Material to process —
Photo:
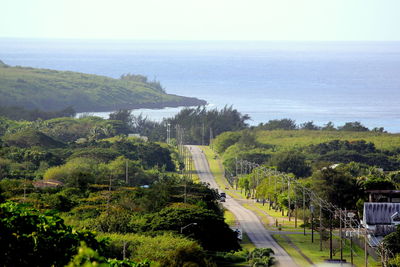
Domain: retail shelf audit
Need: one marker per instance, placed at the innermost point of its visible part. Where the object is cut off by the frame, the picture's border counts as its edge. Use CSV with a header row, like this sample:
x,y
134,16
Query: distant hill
x,y
51,90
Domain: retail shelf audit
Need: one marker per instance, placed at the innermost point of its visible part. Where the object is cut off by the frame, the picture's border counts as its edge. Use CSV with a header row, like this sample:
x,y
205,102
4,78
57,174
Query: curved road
x,y
249,222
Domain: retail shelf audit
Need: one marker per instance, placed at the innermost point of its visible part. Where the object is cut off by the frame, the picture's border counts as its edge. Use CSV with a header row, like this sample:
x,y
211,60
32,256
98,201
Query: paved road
x,y
249,222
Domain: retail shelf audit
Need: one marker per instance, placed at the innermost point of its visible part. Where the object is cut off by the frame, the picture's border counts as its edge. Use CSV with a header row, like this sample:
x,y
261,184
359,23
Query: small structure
x,y
381,218
391,196
47,183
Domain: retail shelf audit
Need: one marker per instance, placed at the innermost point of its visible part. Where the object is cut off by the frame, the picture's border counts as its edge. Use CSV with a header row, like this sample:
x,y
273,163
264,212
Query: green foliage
x,y
165,249
226,140
261,257
79,172
283,124
197,122
19,113
29,138
354,127
392,241
218,238
87,257
337,187
31,238
291,162
51,90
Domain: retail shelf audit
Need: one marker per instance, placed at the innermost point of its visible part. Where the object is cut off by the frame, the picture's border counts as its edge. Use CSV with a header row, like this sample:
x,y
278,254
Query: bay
x,y
319,81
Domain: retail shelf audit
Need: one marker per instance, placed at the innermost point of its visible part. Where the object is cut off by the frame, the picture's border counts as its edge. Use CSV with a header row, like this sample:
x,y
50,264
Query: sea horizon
x,y
318,81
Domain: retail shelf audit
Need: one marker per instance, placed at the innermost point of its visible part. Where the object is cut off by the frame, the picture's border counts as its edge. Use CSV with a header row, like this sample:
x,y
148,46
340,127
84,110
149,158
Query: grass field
x,y
312,250
285,140
303,243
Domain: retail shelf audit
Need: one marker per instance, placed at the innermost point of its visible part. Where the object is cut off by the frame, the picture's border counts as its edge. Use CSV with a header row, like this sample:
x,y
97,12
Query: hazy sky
x,y
202,19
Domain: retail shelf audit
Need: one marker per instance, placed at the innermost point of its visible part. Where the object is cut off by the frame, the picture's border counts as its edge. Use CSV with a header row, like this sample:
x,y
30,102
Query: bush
x,y
31,238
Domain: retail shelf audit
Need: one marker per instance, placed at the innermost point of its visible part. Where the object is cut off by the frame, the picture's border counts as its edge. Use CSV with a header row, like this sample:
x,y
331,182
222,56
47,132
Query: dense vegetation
x,y
337,165
197,124
51,90
80,176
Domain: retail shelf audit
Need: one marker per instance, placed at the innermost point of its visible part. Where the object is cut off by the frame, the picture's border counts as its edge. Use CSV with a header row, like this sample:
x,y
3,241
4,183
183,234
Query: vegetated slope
x,y
290,139
54,90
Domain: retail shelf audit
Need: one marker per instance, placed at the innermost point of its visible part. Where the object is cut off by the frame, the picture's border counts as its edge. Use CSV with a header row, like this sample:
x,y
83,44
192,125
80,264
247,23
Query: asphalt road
x,y
248,221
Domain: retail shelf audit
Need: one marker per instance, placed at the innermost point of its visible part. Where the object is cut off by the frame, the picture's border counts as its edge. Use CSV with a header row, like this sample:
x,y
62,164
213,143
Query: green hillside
x,y
54,90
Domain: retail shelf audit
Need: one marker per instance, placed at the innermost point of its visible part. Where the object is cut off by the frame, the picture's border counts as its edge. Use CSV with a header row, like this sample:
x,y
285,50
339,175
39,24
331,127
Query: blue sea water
x,y
319,81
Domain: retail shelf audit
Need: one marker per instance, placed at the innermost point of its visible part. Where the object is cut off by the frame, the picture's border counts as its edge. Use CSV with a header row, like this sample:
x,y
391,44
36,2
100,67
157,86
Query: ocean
x,y
304,81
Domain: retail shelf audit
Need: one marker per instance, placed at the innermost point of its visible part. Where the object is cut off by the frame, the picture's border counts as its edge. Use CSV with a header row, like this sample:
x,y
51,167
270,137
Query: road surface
x,y
249,222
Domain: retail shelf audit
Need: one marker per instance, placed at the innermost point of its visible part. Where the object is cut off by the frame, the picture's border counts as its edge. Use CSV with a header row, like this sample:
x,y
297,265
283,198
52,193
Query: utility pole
x,y
211,138
289,206
304,212
340,235
330,236
202,134
312,222
320,227
168,133
366,246
126,173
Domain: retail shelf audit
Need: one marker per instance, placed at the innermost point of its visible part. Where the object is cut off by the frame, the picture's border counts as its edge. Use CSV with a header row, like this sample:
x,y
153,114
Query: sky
x,y
300,20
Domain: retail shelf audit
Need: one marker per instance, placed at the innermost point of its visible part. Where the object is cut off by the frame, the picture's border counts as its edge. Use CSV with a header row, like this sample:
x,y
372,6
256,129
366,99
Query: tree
x,y
283,124
337,186
309,125
329,127
261,257
291,162
124,116
392,241
31,238
219,237
354,127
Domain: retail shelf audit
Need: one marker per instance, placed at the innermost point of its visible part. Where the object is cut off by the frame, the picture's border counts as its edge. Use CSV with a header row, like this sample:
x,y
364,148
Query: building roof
x,y
379,213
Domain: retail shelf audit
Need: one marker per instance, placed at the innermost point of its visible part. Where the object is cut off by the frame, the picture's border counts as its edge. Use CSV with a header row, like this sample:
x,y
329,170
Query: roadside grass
x,y
222,183
286,140
297,257
215,166
229,218
312,250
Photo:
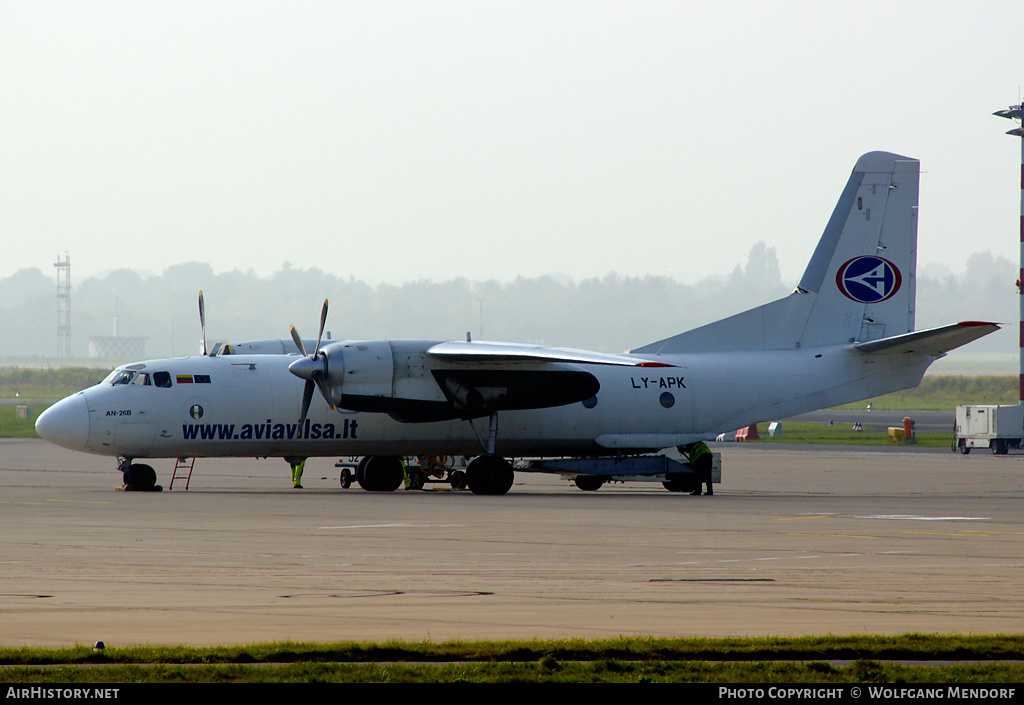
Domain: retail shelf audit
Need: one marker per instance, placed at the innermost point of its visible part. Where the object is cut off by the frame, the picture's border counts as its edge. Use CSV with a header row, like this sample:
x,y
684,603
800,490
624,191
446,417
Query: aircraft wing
x,y
507,353
933,341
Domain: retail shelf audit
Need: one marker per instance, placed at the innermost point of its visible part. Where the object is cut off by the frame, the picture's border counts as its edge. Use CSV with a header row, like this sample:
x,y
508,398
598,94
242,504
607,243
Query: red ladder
x,y
182,470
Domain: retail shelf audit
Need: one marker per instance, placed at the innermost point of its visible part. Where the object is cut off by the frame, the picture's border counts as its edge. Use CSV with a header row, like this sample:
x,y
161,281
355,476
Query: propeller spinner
x,y
311,369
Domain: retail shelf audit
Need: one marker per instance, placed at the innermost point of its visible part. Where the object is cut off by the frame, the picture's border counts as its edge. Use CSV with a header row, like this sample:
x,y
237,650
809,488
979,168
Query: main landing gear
x,y
486,474
138,477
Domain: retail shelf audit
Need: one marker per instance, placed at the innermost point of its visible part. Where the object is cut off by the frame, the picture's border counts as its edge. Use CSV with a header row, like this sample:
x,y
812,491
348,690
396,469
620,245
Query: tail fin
x,y
860,284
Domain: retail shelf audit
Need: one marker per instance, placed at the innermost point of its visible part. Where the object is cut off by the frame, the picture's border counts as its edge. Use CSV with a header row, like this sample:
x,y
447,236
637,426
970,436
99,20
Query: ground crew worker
x,y
699,458
297,468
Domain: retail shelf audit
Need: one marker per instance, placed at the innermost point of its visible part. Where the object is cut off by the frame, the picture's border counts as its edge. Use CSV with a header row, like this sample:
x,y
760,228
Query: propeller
x,y
202,319
311,369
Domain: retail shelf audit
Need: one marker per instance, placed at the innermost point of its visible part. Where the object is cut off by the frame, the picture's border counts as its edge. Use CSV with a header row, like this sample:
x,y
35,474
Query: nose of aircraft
x,y
66,423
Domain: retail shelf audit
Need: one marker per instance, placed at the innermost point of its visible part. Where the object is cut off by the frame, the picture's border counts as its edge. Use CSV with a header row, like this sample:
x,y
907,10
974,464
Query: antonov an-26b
x,y
846,333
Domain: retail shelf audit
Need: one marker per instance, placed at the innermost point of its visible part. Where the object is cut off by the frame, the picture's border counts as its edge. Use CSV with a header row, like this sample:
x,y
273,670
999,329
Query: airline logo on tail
x,y
868,279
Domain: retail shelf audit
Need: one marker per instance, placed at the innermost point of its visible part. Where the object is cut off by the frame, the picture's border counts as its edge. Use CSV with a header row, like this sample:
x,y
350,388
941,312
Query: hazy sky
x,y
401,140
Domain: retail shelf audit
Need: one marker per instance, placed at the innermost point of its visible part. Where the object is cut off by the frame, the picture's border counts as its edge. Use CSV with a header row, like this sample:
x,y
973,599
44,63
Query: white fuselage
x,y
248,406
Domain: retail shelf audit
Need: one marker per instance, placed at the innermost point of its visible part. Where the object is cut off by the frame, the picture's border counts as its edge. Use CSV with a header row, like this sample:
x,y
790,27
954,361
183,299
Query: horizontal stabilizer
x,y
934,341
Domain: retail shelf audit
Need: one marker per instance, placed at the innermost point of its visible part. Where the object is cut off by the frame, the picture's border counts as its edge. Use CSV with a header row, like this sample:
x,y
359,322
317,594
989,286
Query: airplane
x,y
846,333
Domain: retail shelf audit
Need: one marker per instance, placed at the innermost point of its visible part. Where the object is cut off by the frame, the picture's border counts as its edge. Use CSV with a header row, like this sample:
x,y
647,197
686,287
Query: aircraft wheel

What you will do — Count the lines in the material above that contain the string "aircraft". Give only the number.

Solution for this problem — 3